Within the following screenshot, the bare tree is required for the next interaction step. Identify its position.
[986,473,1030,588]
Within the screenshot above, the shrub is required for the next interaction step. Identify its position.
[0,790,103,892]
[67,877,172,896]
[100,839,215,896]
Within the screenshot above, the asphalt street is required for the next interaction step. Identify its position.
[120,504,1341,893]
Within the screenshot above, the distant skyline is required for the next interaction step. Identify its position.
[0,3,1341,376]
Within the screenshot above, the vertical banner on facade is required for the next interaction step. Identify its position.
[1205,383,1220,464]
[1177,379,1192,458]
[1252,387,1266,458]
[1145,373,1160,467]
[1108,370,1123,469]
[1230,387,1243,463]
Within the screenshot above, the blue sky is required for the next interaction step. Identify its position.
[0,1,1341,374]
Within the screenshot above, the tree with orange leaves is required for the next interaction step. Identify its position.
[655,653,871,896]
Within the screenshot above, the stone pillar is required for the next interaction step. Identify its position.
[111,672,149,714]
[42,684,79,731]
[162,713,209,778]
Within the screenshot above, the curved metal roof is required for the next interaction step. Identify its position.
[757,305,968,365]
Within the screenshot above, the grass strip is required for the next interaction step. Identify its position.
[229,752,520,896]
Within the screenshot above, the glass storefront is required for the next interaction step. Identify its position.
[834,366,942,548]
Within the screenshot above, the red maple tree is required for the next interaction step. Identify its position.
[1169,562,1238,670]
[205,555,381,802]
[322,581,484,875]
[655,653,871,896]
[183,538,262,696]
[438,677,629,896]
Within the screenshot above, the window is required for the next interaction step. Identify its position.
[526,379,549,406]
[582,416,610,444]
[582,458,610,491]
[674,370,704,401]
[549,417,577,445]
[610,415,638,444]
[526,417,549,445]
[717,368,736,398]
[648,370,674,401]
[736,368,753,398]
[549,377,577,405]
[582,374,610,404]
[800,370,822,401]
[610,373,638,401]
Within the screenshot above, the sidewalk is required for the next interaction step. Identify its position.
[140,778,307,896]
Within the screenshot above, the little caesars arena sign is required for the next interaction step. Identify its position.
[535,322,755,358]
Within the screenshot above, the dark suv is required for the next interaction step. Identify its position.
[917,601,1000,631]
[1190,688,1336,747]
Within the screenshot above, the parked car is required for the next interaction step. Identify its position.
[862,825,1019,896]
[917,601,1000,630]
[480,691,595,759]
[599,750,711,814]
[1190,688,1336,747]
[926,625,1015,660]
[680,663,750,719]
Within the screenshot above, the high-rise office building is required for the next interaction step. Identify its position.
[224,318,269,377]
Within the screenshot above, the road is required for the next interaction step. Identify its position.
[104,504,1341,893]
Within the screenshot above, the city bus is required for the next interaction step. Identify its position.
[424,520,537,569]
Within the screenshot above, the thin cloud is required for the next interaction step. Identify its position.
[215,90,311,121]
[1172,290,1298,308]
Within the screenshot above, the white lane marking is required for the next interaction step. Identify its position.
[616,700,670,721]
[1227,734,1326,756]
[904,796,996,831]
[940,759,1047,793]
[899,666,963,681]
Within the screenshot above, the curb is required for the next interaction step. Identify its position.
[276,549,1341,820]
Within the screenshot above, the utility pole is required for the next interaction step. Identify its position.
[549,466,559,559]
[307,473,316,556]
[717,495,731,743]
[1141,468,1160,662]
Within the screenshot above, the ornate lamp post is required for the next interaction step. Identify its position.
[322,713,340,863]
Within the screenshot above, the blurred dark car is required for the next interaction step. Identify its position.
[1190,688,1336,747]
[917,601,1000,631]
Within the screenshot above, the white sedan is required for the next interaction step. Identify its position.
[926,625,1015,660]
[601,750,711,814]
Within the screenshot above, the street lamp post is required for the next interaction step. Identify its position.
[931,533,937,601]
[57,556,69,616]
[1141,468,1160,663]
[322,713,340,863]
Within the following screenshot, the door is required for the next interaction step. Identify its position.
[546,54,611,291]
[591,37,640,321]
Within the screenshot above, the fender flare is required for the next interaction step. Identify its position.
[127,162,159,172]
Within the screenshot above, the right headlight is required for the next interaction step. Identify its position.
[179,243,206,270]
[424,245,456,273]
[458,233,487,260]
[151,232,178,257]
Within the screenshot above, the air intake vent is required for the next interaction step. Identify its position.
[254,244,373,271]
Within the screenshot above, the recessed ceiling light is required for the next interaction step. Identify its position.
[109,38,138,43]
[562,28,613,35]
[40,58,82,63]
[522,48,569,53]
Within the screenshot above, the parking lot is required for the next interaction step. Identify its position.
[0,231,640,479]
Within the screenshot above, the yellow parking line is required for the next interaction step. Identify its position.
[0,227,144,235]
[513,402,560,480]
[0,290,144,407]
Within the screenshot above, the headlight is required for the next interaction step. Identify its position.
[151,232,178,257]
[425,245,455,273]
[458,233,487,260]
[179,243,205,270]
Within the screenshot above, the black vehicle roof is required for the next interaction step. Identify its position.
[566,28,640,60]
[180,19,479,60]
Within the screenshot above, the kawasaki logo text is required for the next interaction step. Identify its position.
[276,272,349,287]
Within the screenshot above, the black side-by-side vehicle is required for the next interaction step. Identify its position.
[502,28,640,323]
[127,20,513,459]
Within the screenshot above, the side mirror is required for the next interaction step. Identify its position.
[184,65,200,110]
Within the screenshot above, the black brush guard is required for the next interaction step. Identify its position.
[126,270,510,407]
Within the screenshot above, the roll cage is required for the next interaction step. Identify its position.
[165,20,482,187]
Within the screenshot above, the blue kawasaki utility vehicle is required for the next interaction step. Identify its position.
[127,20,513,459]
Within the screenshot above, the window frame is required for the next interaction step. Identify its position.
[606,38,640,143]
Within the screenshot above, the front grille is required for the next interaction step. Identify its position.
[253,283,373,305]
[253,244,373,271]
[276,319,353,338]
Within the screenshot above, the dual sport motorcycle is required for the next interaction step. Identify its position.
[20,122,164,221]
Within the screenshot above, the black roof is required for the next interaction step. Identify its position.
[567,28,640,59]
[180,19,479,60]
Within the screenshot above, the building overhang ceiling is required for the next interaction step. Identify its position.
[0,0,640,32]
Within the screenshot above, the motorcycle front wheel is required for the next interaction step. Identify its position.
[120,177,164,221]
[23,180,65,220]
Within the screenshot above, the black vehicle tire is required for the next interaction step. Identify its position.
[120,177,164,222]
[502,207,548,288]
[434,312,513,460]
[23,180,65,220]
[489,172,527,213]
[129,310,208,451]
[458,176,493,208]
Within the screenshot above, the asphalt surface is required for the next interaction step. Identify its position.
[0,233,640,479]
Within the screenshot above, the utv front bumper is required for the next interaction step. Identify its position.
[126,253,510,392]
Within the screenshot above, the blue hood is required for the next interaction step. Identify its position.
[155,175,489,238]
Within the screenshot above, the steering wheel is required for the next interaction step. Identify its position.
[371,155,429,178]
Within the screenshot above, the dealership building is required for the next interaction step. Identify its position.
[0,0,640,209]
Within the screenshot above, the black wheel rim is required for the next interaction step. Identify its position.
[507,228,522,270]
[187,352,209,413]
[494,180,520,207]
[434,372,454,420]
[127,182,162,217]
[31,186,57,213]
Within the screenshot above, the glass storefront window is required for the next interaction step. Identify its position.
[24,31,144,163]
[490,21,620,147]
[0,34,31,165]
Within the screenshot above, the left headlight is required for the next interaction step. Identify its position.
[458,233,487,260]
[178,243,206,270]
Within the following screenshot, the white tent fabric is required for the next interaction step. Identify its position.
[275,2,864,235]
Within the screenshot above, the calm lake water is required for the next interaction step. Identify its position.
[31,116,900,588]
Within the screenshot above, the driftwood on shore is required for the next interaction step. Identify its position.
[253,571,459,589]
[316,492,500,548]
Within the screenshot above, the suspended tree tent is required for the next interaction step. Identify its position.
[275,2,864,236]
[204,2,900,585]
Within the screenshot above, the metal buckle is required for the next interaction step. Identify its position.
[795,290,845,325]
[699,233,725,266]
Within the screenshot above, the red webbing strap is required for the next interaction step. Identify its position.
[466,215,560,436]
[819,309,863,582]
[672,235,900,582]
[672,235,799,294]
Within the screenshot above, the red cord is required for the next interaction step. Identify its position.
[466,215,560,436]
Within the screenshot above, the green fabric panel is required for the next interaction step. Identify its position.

_Task goal_. Write the records from the line containing "Within the screenshot above, the dealership" through the line containing "[0,0,640,209]", both included, as a two-column CSV with the columns input and output. Give one row per text and its answer, with each value in a single quoted field and line breaks replaced by spaces.

_Response to the task_.
input,output
"Within the screenshot above, the dealership building is required for the next interaction step. Identify its position.","[0,0,640,209]"